[Extracted records]
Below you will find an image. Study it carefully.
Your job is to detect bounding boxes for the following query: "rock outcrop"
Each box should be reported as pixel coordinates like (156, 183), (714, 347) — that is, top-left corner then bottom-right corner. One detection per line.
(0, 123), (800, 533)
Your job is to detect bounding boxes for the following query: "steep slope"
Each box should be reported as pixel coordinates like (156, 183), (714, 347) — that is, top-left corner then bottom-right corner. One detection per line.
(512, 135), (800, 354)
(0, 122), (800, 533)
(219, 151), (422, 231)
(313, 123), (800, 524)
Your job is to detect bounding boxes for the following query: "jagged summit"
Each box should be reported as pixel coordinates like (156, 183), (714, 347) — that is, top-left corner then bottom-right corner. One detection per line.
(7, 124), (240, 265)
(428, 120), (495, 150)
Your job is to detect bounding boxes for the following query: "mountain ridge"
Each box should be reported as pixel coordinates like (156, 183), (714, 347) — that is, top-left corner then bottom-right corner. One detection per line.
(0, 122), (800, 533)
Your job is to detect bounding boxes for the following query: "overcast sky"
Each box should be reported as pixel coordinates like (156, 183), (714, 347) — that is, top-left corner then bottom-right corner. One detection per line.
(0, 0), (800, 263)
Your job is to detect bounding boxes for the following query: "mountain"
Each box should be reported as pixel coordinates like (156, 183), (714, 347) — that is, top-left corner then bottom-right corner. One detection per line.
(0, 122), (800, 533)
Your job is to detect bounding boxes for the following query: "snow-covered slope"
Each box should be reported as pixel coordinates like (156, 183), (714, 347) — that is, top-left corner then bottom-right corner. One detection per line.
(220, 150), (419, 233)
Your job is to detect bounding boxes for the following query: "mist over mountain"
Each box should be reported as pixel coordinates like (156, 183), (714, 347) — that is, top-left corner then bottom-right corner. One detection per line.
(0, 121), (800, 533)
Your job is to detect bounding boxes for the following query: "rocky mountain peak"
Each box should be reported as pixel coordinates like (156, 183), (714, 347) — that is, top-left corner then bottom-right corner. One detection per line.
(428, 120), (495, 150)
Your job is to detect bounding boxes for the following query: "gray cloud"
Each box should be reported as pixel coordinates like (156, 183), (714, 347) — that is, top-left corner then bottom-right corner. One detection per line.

## DIRECTION
Output these lines as a JSON list of strings, one string per line, leaving out any blank lines.

## CORRECT RESPONSE
[
  "Below you will find an image. Study it carefully.",
  "Your job is to detect bounding boxes for the following query: \"rock outcrop\"",
  "Each box should be reported as pixel coordinates like (156, 183), (714, 347) — that is, top-left corner then bottom-right corner. One detection per line.",
  "(0, 123), (800, 533)",
  "Your job is to detect bounding boxes for the following query: \"steep slope\"",
  "Each box should be reported as pixel coordinates like (156, 183), (714, 347) — that is, top-left corner then bottom-right corner. One detection per line.",
  "(512, 135), (800, 354)",
  "(0, 122), (800, 533)",
  "(219, 151), (422, 231)",
  "(313, 123), (800, 524)",
  "Your job is to detect bounding boxes for the following query: \"jagged summit\"",
  "Each box should be reported as pixel coordinates like (156, 183), (714, 347) — that is, top-left corner then bottom-right corner. One detection per line.",
  "(7, 124), (240, 265)",
  "(428, 120), (495, 150)",
  "Your job is to detect bounding boxes for the following query: \"mountain ridge\"",
  "Each box should be reported as pixel coordinates like (156, 183), (714, 347) — that is, top-left corner then bottom-right corner. One detection per line.",
  "(0, 122), (800, 533)",
  "Your job is to detect bounding boxes for the following query: \"overcast sky\"",
  "Each box should be reported as pixel coordinates like (156, 183), (714, 347) — that is, top-left corner then bottom-right corner. One detection per line.",
  "(0, 0), (800, 263)",
  "Your job is to detect bounding boxes for the following query: \"mountain\"",
  "Each box should be reported as pixel coordinates like (156, 183), (714, 347) — that is, top-left corner then bottom-right corner. One detection per line.",
  "(0, 122), (800, 533)",
  "Your job is to detect bounding boxes for the following query: \"snow-covered slope\"",
  "Each box should be reported as pixel coordinates like (156, 183), (714, 347) — that is, top-left corner then bottom-right corner. One detection per line.",
  "(220, 150), (419, 233)",
  "Your job is to detect bounding boxes for the following query: \"mist over mountain\"",
  "Each box should be reported as pixel coordinates like (156, 183), (714, 347) — that is, top-left corner then bottom-right corner. One detection per line.",
  "(0, 121), (800, 533)",
  "Your job is to detect bounding boxes for the following query: \"rocky mountain peak\"",
  "Each box should be reported as pixel coordinates like (156, 183), (714, 347) — that is, top-left corner then bottom-right corner. One detection per line.",
  "(428, 120), (495, 150)",
  "Your job is to detect bounding boxes for the following query: \"gray cloud\"",
  "Each box should be reported as pixel coordinates like (156, 183), (714, 347) — that is, top-left corner then bottom-right corner. One detection per line."
]